Entries from a pointing dataset:

-- start --

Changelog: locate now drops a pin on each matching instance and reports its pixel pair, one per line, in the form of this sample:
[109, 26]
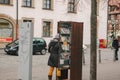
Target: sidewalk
[107, 69]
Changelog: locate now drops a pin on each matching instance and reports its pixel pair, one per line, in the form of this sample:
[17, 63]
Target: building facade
[113, 20]
[45, 15]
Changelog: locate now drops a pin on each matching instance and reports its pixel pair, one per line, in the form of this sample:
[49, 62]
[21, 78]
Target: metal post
[99, 56]
[83, 57]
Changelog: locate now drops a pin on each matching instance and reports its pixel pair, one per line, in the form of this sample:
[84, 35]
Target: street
[106, 70]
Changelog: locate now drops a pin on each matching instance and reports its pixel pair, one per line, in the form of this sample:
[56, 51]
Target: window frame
[4, 2]
[72, 6]
[44, 34]
[27, 3]
[47, 4]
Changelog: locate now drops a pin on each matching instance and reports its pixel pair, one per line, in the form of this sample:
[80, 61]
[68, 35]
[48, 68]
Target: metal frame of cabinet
[72, 37]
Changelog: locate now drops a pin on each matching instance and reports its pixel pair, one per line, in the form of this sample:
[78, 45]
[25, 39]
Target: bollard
[99, 56]
[83, 58]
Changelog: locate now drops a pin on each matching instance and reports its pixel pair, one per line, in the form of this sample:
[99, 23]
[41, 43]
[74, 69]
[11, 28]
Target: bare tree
[93, 47]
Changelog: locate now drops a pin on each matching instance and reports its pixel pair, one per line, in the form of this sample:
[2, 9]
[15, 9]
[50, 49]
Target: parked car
[39, 46]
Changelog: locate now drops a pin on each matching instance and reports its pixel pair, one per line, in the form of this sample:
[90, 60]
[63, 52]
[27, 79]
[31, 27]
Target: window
[71, 6]
[46, 28]
[47, 4]
[27, 3]
[4, 1]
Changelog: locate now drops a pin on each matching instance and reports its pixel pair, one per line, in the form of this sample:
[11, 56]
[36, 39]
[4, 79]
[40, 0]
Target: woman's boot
[49, 77]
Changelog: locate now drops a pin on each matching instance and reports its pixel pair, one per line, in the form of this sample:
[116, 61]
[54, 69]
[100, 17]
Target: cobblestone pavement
[106, 70]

-- end --

• _REQUIRED WORK_
Without the pictures, retype the whole of the material above exactly.

• _OUTPUT FOR THIS TASK_
Changelog: locate now drops a pin on each matching instance and reports its pixel pair, one per line, in the form of this sample:
[109, 26]
Target: sidewalk
[107, 69]
Changelog: locate now drops a pin on each matching instance and reports its pixel pair, one per line, in the form of this sample:
[17, 63]
Target: building facade
[113, 20]
[45, 15]
Changelog: locate now drops a pin on each matching instance and reports its pixel pair, one per line, in the form of this sample:
[49, 62]
[21, 78]
Target: metal post
[99, 56]
[83, 57]
Changelog: locate now drops a pin on each matching instance and reports its pixel pair, one per line, in the form of this sample:
[84, 35]
Target: street
[106, 70]
Changelog: locate now drops a pin on each matching instance and reports its pixel pair, one per line, in the form of this sample:
[56, 51]
Target: window frame
[4, 2]
[72, 6]
[44, 34]
[27, 3]
[47, 4]
Changelog: locate now drops a pin on each matching instance and reports its pixel pair, one per line, in the form of this sample:
[80, 61]
[68, 35]
[48, 68]
Target: metal frame of cabinet
[72, 37]
Changelog: locate now drops a pin on each matching instance and reports its pixel pair, one per line, in the form of this sample:
[78, 45]
[25, 39]
Target: bollard
[99, 56]
[83, 58]
Changelog: locate now drops a pin on each matching instance and reports its pixel pair, one per line, in the form of this sample:
[99, 23]
[41, 43]
[74, 69]
[11, 28]
Target: bare tree
[93, 47]
Changelog: locate now drops a pin on each matching instance and reports its pixel pair, one per line, in the form of this sample:
[2, 9]
[15, 9]
[50, 49]
Target: parked car
[39, 46]
Changelog: locate now drops a pin on each matching instance and reports its pixel pair, one per line, in the form of this sample:
[90, 60]
[63, 52]
[27, 79]
[31, 27]
Target: window
[71, 6]
[46, 28]
[47, 4]
[27, 3]
[4, 1]
Changelog: locate now drops a pin on each matching instance and reports its pixel pair, one per line, in the form of this sample:
[11, 56]
[36, 39]
[4, 79]
[40, 0]
Target: woman's boot
[49, 77]
Changelog: locate now drops a pin on each matching instance and reports its pixel pair, one per line, in the form of this sample:
[116, 61]
[54, 69]
[100, 17]
Target: cobblestone pavement
[106, 70]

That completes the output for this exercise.